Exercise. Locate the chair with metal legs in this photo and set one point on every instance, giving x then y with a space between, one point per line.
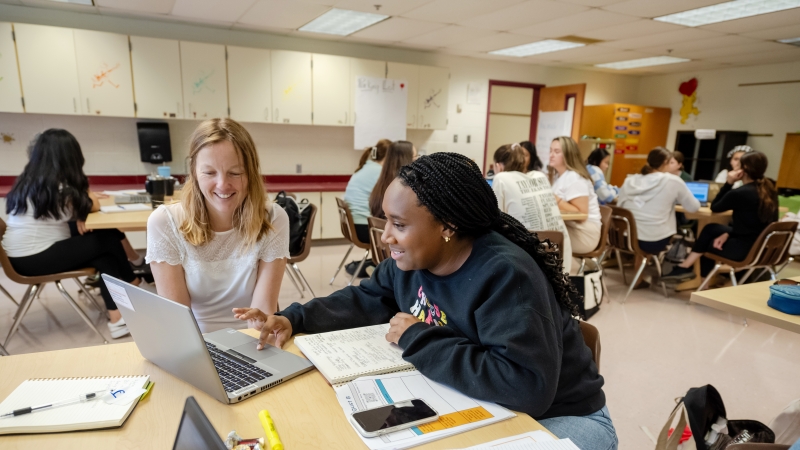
292 269
771 249
622 238
349 232
35 284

::::

▸ **Directive**: Rewrite the listing with "chair" swapped for "seat" and nothing else changed. Leave out the pictures.

▸ **In response**:
Exercise. Locate the seat with metal legs in this photo and set one point on every instance, giving x then y with a space between, one point per line.
292 269
771 249
622 238
349 232
35 284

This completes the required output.